| Parte del testo |

Si è votato in Europa ma sotto sotto tutti sono consapevoli che le elezioni che contano saranno quelle di novembre negli Stati Uniti. Le imprevedibili variabili che arriveranno da oltre oceano condizioneranno pesantemente gli assetti e i posizionamenti delle classi dirigenti europee già da tempo alle prese con seri problemi di “governabilità”.

I risultati delle elezioni europee prima e di quelle francesi poi, hanno perimetrato gli allarmi – spesso più che strumentali – di una valanga della destra sugli equilibri politici in Europa.

Sullo sfondo di una guerra dentro l’Europa e contro la Russia che le attuali classi dirigenti intendono continuare ad alimentare, le rendite di posizione delle rappresentanze politiche tradizionali del bipolarismo (conservatori e socialdemocratici, entrambi allineati al liberismo) hanno subìto forti sollecitazioni ma hanno – per ora – sostanzialmente tenuto. Il risultato delle elezioni francesi e quelli delle europee ci dicono sostanzialmente questo.

Dopo aver portato l’intera politica economica e internazionale a destra, aumentando enormemente le disuguaglianze sociali e le ambizioni guerrafondaie, le classi dirigenti bipartisan europee hanno scoperto che qualcuno poteva attuare una politica di destra attingendo all’originale invece che alla sua mutuazione liberale.

Ma hanno anche verificato che mantenere il potere sul terreno “Tina” (There Is Not Alternative) non è più gratis.

| Dati registrati |
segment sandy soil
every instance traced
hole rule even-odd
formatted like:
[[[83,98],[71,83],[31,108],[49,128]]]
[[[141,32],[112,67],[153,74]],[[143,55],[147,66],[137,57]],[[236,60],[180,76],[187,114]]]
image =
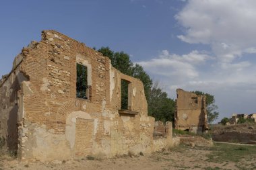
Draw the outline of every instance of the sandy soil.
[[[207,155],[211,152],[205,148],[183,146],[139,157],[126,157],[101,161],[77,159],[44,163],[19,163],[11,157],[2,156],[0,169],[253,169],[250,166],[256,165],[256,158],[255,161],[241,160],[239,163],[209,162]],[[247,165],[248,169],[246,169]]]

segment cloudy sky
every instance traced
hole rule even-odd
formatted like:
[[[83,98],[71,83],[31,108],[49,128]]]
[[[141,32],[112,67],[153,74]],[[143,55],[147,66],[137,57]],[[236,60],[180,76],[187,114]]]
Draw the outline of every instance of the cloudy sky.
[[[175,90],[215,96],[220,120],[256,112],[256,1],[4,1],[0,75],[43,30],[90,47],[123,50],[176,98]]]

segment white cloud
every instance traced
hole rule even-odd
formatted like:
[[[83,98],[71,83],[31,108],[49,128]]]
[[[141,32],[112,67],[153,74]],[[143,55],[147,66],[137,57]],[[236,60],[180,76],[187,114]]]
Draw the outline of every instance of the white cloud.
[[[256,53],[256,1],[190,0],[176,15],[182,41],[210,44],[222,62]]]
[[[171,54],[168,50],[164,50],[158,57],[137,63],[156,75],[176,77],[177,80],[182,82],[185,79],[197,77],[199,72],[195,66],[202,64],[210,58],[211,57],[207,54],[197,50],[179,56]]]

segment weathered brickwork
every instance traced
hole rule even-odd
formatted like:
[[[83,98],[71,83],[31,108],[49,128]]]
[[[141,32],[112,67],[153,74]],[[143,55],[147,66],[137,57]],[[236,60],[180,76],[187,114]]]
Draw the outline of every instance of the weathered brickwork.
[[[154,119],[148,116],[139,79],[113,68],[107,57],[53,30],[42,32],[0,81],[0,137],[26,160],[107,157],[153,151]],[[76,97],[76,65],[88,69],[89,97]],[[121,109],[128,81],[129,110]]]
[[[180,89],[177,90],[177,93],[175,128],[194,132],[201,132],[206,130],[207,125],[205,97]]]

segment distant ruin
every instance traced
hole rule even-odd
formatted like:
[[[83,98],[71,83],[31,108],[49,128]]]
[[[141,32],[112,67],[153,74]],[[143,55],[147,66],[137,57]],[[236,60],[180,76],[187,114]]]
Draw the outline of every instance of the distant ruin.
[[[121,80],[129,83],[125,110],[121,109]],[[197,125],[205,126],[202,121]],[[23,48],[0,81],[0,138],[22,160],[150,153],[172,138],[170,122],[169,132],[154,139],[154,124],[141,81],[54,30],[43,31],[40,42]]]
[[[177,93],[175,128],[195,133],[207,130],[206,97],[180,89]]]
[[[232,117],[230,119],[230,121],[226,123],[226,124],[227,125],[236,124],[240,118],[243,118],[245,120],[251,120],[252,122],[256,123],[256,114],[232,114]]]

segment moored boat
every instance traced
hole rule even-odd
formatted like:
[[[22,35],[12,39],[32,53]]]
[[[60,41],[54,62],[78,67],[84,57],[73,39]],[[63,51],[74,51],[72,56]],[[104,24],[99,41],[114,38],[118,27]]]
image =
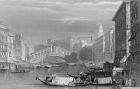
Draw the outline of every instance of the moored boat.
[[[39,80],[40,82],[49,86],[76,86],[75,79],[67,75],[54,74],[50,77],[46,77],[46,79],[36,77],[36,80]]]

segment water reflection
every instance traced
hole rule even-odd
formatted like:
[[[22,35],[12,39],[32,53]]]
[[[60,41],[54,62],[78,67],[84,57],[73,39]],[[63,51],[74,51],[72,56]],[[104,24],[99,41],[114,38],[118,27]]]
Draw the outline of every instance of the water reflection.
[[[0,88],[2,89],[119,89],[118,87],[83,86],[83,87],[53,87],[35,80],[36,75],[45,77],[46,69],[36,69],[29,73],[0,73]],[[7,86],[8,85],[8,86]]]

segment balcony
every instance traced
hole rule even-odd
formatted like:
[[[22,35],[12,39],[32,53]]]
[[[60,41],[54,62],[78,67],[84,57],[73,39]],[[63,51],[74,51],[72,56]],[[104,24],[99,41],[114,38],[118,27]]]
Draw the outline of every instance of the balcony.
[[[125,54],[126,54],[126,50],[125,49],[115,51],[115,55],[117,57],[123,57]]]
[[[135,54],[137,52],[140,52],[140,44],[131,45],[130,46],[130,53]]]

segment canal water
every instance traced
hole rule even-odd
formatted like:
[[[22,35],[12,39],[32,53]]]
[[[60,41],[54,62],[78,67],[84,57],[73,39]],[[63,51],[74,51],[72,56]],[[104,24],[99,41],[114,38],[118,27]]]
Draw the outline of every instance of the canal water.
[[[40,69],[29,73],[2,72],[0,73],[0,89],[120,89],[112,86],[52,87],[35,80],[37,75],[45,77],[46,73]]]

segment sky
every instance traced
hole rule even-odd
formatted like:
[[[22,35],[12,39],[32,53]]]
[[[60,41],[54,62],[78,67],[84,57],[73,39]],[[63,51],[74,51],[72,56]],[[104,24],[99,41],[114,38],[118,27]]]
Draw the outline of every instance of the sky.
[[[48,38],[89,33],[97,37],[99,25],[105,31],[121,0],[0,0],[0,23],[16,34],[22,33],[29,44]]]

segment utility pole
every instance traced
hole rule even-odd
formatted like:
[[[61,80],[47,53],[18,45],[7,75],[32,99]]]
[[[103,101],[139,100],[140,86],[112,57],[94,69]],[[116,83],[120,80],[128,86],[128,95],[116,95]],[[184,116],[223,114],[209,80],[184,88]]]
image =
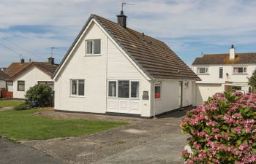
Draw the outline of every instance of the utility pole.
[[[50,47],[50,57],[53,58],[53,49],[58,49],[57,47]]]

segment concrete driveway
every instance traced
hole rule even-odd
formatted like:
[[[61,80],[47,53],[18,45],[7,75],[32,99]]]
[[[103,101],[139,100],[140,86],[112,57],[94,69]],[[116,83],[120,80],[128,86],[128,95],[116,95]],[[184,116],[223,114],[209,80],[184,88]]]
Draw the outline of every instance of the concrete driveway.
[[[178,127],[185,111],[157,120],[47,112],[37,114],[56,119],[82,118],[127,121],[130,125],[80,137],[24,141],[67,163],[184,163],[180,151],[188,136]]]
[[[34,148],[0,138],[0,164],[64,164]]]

| Cosa serve |
Ricopia dal testo sulle elezioni europee tutto quello che va da "Sullo sfondo di" fino a "è più gratis.", senza cambiare nulla.

| Spazio risposta |
Sullo sfondo di una guerra dentro l’Europa e contro la Russia che le attuali classi dirigenti intendono continuare ad alimentare, le rendite di posizione delle rappresentanze politiche tradizionali del bipolarismo (conservatori e socialdemocratici, entrambi allineati al liberismo) hanno subìto forti sollecitazioni ma hanno – per ora – sostanzialmente tenuto. Il risultato delle elezioni francesi e quelli delle europee ci dicono sostanzialmente questo.

Dopo aver portato l’intera politica economica e internazionale a destra, aumentando enormemente le disuguaglianze sociali e le ambizioni guerrafondaie, le classi dirigenti bipartisan europee hanno scoperto che qualcuno poteva attuare una politica di destra attingendo all’originale invece che alla sua mutuazione liberale.

Ma hanno anche verificato che mantenere il potere sul terreno “Tina” (There Is Not Alternative) non è più gratis.